(Items listed in a dataset)
>>>
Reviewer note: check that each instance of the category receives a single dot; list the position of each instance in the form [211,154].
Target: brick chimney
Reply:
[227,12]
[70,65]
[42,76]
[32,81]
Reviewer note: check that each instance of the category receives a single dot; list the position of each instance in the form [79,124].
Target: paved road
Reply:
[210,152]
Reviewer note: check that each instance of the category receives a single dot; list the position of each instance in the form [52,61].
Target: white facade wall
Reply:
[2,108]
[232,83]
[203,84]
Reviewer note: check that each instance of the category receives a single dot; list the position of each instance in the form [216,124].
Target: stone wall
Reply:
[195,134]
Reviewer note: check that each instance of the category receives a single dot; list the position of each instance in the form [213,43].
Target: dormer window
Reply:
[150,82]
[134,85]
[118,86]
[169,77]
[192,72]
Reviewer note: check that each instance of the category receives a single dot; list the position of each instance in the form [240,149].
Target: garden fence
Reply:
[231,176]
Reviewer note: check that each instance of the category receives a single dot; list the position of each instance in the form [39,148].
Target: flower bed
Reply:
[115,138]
<<<
The records above should be returned exactly.

Reviewer note: check that each instance of the category receives a single dot; list the position of each instance in the form [211,154].
Target: brick chimney
Reply:
[227,12]
[70,65]
[42,76]
[32,81]
Reviewer note: check that each instance of the category receives a single dot; list the position of each instance in the form [79,124].
Target: paved road
Reply:
[210,152]
Reviewer note: check that each instance of the category receives a single dot; list the position of each instance in the form [52,61].
Target: white facade wall
Reply:
[2,108]
[232,83]
[203,84]
Reviewer note: check that each instance of the category receives a single dot; list the position of each instance in the form [216,124].
Target: stone wall
Reply:
[195,134]
Reviewer note: check that each instance of the category receives a single dot; list the position of each instance in the form [213,43].
Target: dormer window
Reply:
[150,82]
[134,85]
[118,86]
[169,77]
[192,72]
Reviewer note: check that each instance of the category receives a single dot; list the position of each instance in the form [240,149].
Target: garden fence
Reply:
[231,176]
Reviewer note: check that each instance of the category receives a single dot; list the position of each instance in the form [39,148].
Target: flower bed
Reply:
[115,138]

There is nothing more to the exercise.